Start Input material

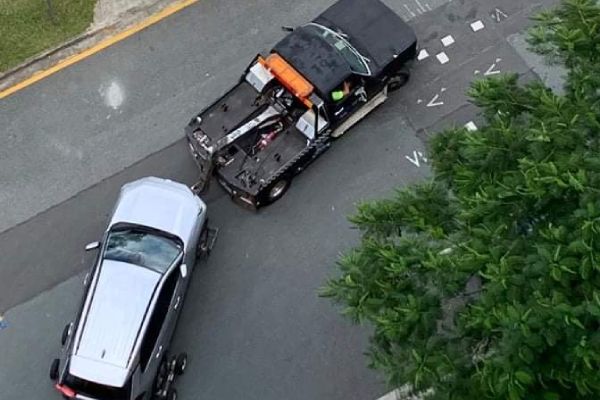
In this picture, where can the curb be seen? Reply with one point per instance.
(37, 58)
(95, 34)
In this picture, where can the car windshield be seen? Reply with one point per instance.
(143, 248)
(354, 59)
(97, 391)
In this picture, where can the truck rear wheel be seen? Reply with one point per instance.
(398, 80)
(277, 190)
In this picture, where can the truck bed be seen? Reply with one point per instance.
(236, 106)
(287, 145)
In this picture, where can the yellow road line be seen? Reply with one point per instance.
(172, 9)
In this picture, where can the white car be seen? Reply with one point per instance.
(116, 348)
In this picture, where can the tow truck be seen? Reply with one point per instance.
(288, 106)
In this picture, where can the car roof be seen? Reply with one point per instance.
(370, 26)
(319, 62)
(116, 310)
(161, 204)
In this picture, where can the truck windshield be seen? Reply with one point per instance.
(143, 248)
(97, 391)
(355, 60)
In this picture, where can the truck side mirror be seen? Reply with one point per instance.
(92, 246)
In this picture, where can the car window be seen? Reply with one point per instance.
(158, 318)
(142, 248)
(354, 59)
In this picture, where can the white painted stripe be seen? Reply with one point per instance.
(447, 40)
(477, 25)
(471, 127)
(423, 54)
(393, 395)
(420, 6)
(409, 10)
(442, 57)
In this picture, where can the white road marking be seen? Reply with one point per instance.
(415, 161)
(423, 54)
(499, 15)
(447, 40)
(113, 95)
(490, 70)
(477, 25)
(470, 126)
(409, 10)
(434, 103)
(442, 58)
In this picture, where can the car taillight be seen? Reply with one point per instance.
(67, 391)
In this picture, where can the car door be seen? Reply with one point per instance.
(160, 327)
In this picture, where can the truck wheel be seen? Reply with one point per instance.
(278, 190)
(172, 394)
(180, 363)
(54, 369)
(65, 335)
(398, 80)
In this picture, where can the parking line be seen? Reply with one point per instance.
(167, 11)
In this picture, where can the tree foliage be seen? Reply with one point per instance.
(484, 282)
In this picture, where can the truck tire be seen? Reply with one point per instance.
(398, 80)
(172, 394)
(277, 190)
(180, 363)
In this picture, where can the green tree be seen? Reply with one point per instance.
(484, 282)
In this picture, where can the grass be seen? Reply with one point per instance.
(28, 28)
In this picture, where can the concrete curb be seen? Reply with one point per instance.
(92, 36)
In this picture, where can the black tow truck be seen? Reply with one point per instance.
(287, 107)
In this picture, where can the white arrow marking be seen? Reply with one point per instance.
(412, 14)
(433, 103)
(499, 13)
(415, 161)
(490, 70)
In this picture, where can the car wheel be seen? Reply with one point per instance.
(54, 369)
(202, 247)
(181, 363)
(172, 394)
(398, 80)
(278, 190)
(65, 335)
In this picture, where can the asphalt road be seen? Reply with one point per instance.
(252, 323)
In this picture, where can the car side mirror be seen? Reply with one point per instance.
(92, 246)
(183, 270)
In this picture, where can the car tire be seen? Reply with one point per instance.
(171, 394)
(202, 247)
(180, 363)
(65, 334)
(398, 80)
(54, 369)
(277, 190)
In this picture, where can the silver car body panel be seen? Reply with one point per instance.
(121, 299)
(161, 204)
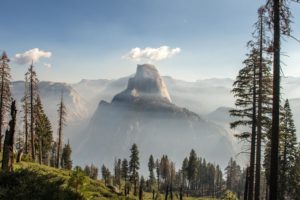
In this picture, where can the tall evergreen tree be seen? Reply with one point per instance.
(25, 106)
(157, 166)
(125, 171)
(134, 166)
(61, 123)
(43, 132)
(233, 172)
(184, 169)
(8, 147)
(296, 177)
(53, 154)
(287, 152)
(245, 90)
(280, 18)
(117, 170)
(151, 166)
(192, 168)
(66, 161)
(105, 174)
(33, 92)
(5, 94)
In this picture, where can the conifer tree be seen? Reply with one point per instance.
(33, 92)
(105, 174)
(184, 169)
(117, 169)
(142, 185)
(5, 94)
(8, 147)
(134, 166)
(295, 190)
(25, 106)
(192, 168)
(279, 21)
(53, 154)
(233, 172)
(157, 166)
(66, 162)
(245, 90)
(43, 132)
(61, 123)
(125, 171)
(151, 166)
(165, 168)
(287, 151)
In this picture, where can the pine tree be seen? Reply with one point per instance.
(61, 123)
(184, 169)
(5, 94)
(8, 147)
(53, 154)
(296, 177)
(105, 174)
(125, 171)
(157, 166)
(279, 15)
(117, 169)
(43, 132)
(33, 92)
(142, 185)
(246, 88)
(25, 106)
(192, 168)
(165, 168)
(66, 162)
(287, 151)
(151, 166)
(134, 166)
(233, 172)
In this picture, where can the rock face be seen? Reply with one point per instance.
(144, 114)
(146, 84)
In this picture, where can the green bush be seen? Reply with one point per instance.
(229, 195)
(29, 184)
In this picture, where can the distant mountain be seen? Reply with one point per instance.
(144, 114)
(208, 98)
(50, 93)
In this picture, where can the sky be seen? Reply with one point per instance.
(70, 40)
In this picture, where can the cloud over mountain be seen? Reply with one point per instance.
(151, 54)
(32, 55)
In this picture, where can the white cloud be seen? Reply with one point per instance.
(151, 54)
(32, 55)
(47, 65)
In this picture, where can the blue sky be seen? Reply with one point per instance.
(87, 38)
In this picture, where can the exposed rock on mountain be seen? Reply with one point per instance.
(144, 114)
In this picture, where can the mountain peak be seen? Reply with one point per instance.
(146, 84)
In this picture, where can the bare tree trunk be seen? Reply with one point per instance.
(40, 150)
(253, 140)
(246, 185)
(1, 110)
(276, 103)
(60, 124)
(32, 115)
(259, 112)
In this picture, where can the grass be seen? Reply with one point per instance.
(91, 189)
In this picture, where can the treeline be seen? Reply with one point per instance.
(268, 126)
(35, 141)
(196, 177)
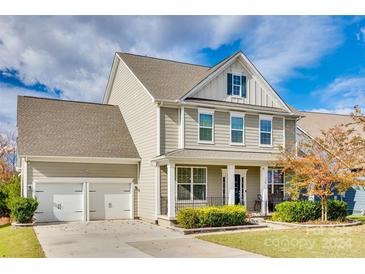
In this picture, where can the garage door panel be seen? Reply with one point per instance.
(59, 202)
(109, 201)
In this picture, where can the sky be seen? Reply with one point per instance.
(315, 63)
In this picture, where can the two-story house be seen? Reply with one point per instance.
(205, 135)
(188, 135)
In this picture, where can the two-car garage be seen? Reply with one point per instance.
(65, 199)
(77, 159)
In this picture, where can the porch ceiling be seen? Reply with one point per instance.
(204, 156)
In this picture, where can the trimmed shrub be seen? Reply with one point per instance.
(22, 209)
(296, 211)
(8, 191)
(212, 216)
(337, 210)
(4, 210)
(303, 211)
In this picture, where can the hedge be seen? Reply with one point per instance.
(303, 211)
(22, 209)
(212, 216)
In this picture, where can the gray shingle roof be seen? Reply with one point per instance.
(314, 122)
(48, 127)
(206, 154)
(167, 79)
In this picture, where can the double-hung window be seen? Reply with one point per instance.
(265, 130)
(191, 183)
(237, 128)
(206, 126)
(236, 85)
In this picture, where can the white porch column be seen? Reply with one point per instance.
(264, 189)
(230, 183)
(171, 190)
(24, 177)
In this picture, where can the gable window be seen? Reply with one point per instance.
(265, 130)
(206, 121)
(237, 128)
(191, 183)
(236, 85)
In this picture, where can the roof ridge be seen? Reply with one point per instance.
(164, 59)
(67, 101)
(325, 113)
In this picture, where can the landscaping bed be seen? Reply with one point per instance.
(19, 243)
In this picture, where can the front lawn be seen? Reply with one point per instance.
(19, 243)
(298, 243)
(357, 218)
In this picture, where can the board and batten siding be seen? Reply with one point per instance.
(222, 132)
(257, 93)
(169, 137)
(37, 170)
(140, 115)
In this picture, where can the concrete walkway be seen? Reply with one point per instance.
(126, 239)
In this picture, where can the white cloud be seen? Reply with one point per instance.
(282, 45)
(74, 54)
(343, 94)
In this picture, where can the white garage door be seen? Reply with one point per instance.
(109, 201)
(59, 202)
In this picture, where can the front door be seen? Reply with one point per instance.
(239, 186)
(238, 190)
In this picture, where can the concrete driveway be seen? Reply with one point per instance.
(126, 239)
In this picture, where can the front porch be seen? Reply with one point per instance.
(183, 185)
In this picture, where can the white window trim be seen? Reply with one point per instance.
(209, 112)
(192, 184)
(240, 75)
(272, 180)
(236, 115)
(265, 117)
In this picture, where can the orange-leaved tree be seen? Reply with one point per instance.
(325, 165)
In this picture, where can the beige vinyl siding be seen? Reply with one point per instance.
(169, 137)
(257, 92)
(38, 170)
(290, 133)
(140, 115)
(222, 132)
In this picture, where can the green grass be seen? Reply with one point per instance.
(357, 218)
(338, 242)
(19, 243)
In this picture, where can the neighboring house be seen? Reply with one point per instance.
(202, 136)
(310, 126)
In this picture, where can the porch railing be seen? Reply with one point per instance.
(210, 201)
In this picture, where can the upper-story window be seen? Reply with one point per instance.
(236, 85)
(265, 130)
(237, 128)
(206, 126)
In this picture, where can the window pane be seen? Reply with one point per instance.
(183, 192)
(265, 125)
(206, 120)
(199, 176)
(237, 136)
(199, 192)
(236, 80)
(265, 138)
(278, 177)
(236, 90)
(183, 175)
(237, 123)
(269, 176)
(205, 134)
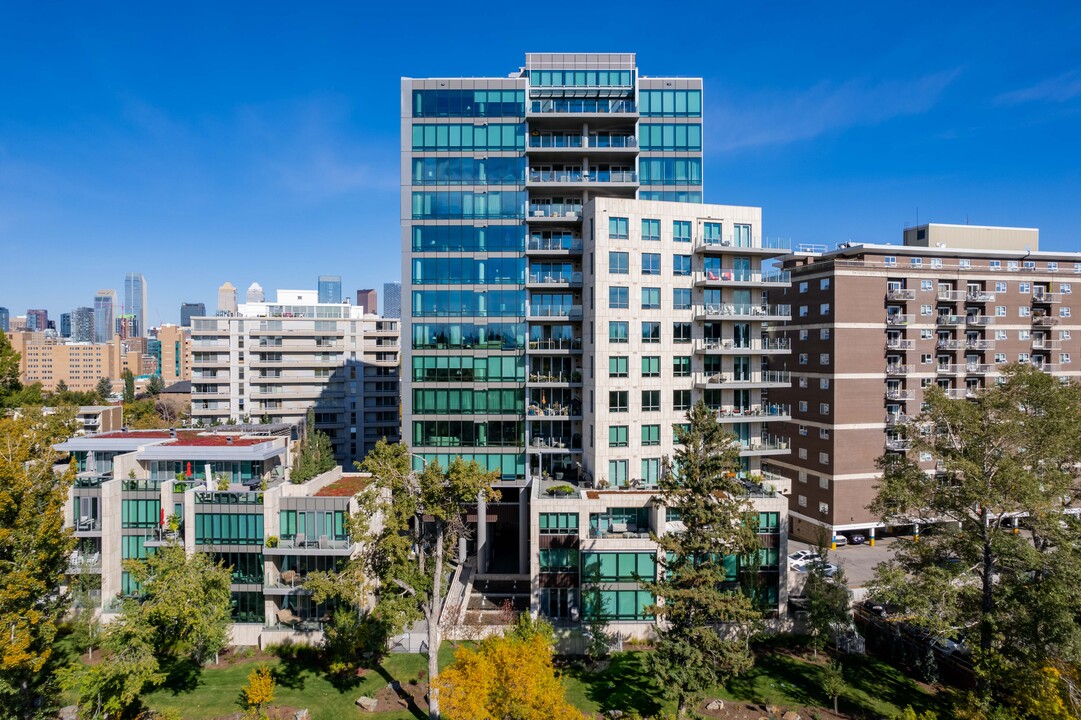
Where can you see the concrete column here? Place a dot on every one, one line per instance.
(523, 531)
(481, 534)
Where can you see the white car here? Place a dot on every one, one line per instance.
(800, 558)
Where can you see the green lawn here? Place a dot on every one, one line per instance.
(875, 688)
(215, 692)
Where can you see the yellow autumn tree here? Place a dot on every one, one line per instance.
(258, 691)
(507, 678)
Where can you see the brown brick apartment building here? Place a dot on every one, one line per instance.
(872, 325)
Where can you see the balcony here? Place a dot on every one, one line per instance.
(557, 279)
(556, 211)
(581, 177)
(552, 411)
(733, 277)
(731, 381)
(1042, 297)
(728, 311)
(555, 312)
(299, 544)
(766, 346)
(583, 107)
(748, 245)
(557, 444)
(755, 413)
(84, 562)
(573, 378)
(557, 245)
(766, 444)
(556, 346)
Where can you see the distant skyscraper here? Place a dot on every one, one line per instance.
(392, 300)
(81, 324)
(330, 289)
(135, 302)
(37, 320)
(227, 298)
(105, 312)
(369, 300)
(189, 310)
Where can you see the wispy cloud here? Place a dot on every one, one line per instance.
(782, 117)
(1053, 90)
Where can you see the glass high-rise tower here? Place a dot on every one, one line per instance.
(495, 172)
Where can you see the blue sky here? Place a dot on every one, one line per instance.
(203, 142)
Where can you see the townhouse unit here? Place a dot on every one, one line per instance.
(227, 494)
(568, 298)
(875, 325)
(277, 360)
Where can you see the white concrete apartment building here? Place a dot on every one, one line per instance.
(276, 360)
(674, 311)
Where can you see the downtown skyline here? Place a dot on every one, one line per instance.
(197, 150)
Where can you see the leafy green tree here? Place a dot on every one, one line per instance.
(1013, 451)
(186, 601)
(422, 516)
(104, 389)
(9, 369)
(832, 682)
(315, 456)
(34, 557)
(704, 621)
(155, 385)
(828, 603)
(111, 689)
(129, 386)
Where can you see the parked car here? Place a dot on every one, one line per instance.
(873, 608)
(801, 557)
(828, 569)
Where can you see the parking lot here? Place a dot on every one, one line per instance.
(858, 561)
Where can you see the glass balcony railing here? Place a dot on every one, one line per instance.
(584, 106)
(566, 242)
(556, 210)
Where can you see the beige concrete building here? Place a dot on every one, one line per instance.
(175, 354)
(276, 360)
(875, 325)
(80, 365)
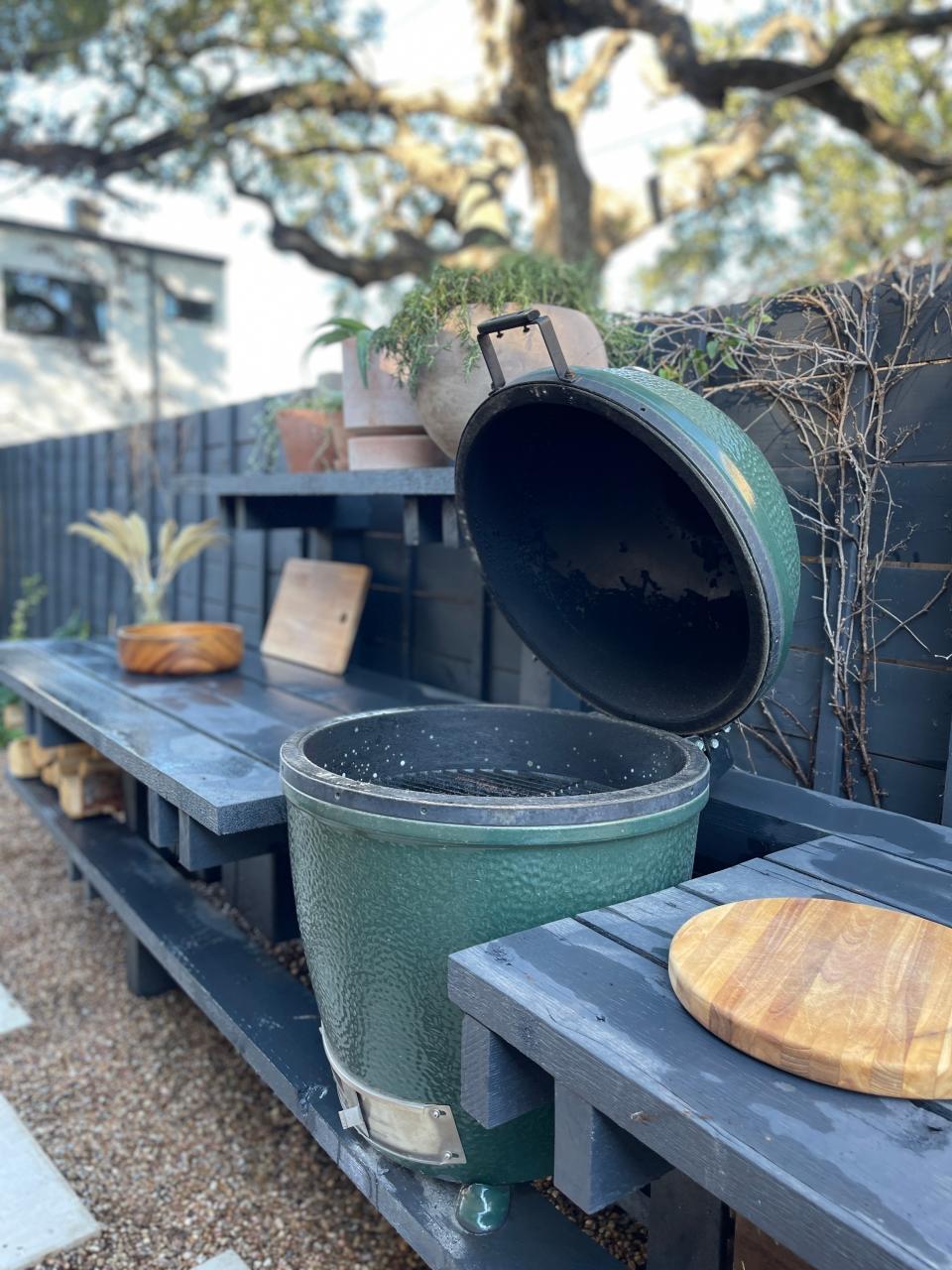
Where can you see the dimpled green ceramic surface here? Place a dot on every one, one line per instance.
(636, 540)
(384, 902)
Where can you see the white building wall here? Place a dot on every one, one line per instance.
(53, 385)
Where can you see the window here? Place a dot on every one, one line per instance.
(37, 304)
(188, 310)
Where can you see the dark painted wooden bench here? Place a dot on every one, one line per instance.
(581, 1011)
(178, 938)
(200, 758)
(200, 753)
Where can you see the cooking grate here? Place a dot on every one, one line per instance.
(495, 783)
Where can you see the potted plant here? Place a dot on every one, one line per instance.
(431, 338)
(155, 645)
(307, 426)
(381, 423)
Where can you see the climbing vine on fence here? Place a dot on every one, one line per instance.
(814, 356)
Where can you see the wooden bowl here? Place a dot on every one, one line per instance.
(180, 648)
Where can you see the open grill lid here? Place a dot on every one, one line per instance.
(634, 536)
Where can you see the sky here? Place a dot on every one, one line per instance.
(275, 300)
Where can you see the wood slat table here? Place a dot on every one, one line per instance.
(581, 1011)
(200, 752)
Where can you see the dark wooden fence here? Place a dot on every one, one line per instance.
(426, 615)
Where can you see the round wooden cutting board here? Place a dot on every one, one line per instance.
(848, 994)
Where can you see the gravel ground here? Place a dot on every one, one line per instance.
(175, 1144)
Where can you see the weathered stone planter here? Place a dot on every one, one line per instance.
(447, 395)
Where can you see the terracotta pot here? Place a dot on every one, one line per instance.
(313, 441)
(407, 449)
(447, 397)
(382, 404)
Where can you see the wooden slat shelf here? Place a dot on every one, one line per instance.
(407, 481)
(643, 1093)
(178, 939)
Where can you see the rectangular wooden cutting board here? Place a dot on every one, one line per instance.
(316, 612)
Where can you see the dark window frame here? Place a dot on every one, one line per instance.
(178, 308)
(76, 308)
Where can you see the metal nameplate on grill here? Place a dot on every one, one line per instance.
(421, 1133)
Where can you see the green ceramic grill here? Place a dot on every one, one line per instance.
(642, 547)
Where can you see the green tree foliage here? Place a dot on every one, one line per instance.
(823, 144)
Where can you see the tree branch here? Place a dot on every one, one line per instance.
(816, 82)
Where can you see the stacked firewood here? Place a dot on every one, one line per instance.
(86, 783)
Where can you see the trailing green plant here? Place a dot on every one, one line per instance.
(336, 329)
(32, 594)
(267, 444)
(412, 336)
(693, 354)
(127, 540)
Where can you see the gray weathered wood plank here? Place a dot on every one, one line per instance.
(221, 788)
(749, 815)
(839, 1178)
(595, 1162)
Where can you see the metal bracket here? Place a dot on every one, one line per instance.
(717, 748)
(526, 318)
(420, 1133)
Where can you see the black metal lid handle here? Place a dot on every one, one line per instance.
(526, 318)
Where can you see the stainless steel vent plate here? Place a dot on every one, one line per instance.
(421, 1133)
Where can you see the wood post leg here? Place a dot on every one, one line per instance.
(261, 888)
(145, 976)
(688, 1228)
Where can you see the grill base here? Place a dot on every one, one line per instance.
(495, 783)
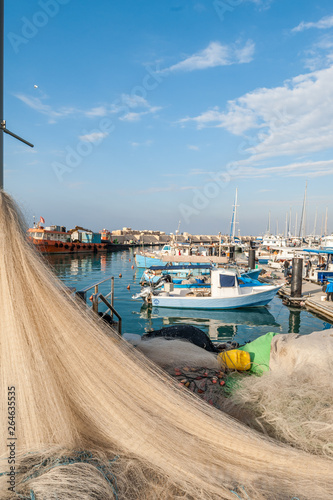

End Input material

Pick out every line of the entries above that contains the string "ceramic", matching case exactly, and copy each such line.

- [Written response]
Where can you see the dimpled green ceramic surface here? Place a dot on every one, one line per instance.
Where can you see the green ceramic grill here? Place a dot on every one, one line per instance.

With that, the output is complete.